B.K. Behera, J.
1. The State challenges the judgment and order of acquittal recorded by the learned Sessions Judge Bolangir-Kalahandi holding the respondents to be not guilty of the charges under Sections 302 and 394 read with Section 34 of the I.P.C. by discarding the case of the prosecution that while after night fall on March 3, 1976, Padmini Naikani (P.W. 9) along with her daughter Sukanti (P. W. 8) and her son-in-law Deba hereinafter referred to as the deceased were returning to their village after arranging a boffalo cart being driven by Chiran Patra (PW 7) and escorted by Brundaban Majhi (P.W. 6), the three respondents, in furtherance of their common intention, attacked them and one of them, namely, Makunda Harijan, assaulted the deceased by means of an axe which resulted in his death and all of them removed ornaments and other articles from the possession of the victims. On the first information report (Ext. 13) being lodged by Brundaban Majhi (P. W. 6), investigation commenced and on its completion the three respondents were prosecuted. To bring home the charges, the prosecution examined eighteen witnesses. The respondents had pleaded not guilty to the charges and their plea was that a false case had been foisted against them. They had not examined any witness on their behalf. On a consideration of the evidence, the learned Judge acquitted them of the charges under Sections 302 and 394 read with Section 34 of I.P.C. but convicted Makund Harijan under Section 411 Of the I.P.C. for being in possession of a gold ornament (M.O. III) which had been stolen from the person of Padmini Naikani (P.W. 9) at the time of the ' occurrence and sentenced him thereunder to undergo rigorous imprisonment for a period of 3 years. We have been told that no appeal has been preferred by the respondent No. 1 against the order of conviction recorded against him in respect of that offence. As the respondent No 1 could not be traced out in the address furnished by the State in spite of several attempts and the other two respondents had been in custody this Court by order No. 13, dated June 26, 1982, dismissed the appeal as against the respondent No. 1.
════
**TASK PROMPT**
Carry on the judgment in the State's appeal against the acquittal, starting after its last sentence.
════
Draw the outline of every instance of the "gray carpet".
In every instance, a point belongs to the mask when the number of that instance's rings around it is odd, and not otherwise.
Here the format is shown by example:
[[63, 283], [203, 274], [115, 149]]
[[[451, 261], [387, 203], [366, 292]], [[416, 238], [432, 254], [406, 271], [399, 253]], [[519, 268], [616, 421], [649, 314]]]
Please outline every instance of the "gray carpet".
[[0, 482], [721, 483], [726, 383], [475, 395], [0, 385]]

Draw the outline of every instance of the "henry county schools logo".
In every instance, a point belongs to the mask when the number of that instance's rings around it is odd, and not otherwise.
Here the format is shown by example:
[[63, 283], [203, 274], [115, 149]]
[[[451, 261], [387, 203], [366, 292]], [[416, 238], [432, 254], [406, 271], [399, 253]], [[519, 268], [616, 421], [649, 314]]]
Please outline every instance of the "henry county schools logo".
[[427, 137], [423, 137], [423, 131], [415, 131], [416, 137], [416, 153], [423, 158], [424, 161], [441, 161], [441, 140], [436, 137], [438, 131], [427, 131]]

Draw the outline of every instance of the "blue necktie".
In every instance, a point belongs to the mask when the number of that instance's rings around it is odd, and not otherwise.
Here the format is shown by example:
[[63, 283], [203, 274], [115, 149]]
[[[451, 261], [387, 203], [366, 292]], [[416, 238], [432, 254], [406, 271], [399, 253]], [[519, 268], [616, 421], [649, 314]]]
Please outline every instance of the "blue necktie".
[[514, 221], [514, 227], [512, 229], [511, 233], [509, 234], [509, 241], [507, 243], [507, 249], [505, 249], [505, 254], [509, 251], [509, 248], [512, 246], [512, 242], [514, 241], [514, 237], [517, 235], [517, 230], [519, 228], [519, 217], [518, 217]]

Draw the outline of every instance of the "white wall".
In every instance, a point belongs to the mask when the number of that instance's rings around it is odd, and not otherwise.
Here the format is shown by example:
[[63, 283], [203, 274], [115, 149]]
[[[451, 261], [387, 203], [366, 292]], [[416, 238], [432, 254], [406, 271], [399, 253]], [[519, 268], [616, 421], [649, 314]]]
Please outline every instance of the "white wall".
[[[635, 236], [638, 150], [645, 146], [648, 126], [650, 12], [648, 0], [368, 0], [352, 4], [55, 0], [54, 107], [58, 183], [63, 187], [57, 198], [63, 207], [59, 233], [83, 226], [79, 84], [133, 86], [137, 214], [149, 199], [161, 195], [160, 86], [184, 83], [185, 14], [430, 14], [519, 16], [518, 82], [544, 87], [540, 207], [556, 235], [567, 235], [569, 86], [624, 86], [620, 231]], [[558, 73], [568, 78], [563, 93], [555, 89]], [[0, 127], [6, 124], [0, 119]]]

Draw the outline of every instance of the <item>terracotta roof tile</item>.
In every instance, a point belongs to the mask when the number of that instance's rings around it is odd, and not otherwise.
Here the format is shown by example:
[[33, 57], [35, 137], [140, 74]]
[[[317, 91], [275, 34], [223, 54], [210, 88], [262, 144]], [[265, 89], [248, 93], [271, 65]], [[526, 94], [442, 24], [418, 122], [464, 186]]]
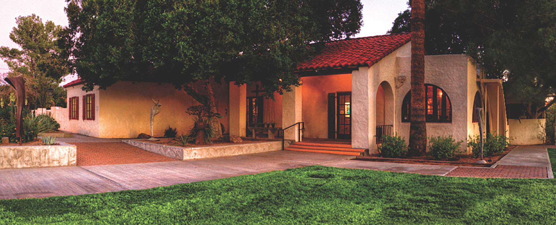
════
**IN RESPONSE**
2. While Mr. A. Rath the learned Additional Standing Counsel, has challenged the findings recorded by the learned Sessions Judge as unreasonable, Mr. S.S. Basu has submitted that for cogent reasons, the evidence of identification of P. Ws. 6 to 9 in respect of the respondents has been discarded by the trial Court and there is no other evidence to connect them with the commission of any of the offences.
3. If the evaluation of the evidence by the trial Court does not suffer from illegality manifest error or perversity and the main grounds on which the trial Court has based its order are reasonable and plausible the High Court while deciding an appeal against acquittal should not disturb the order of acquittal even if another view is possible on the evidence on record.
4. It admits of no doubt from the evidence that the death of the deceased who was homicidal in nature. The evidence of P. Ws. 6 to 9 does establish that a robbery had been committed. The important question for consideration is as to whether the respondents Nos. 2 and 3 were the authors of the crimes.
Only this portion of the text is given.